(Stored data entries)

• • •

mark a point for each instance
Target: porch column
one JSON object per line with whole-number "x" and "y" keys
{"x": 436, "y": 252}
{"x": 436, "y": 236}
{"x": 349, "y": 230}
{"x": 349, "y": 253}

• • •

▸ Assignment
Return the line that contains "one JSON object", along with every line after it in the data above, exactly and with nothing else.

▸ Task response
one JSON object per line with whole-number "x" and "y" keys
{"x": 436, "y": 252}
{"x": 436, "y": 236}
{"x": 349, "y": 230}
{"x": 349, "y": 253}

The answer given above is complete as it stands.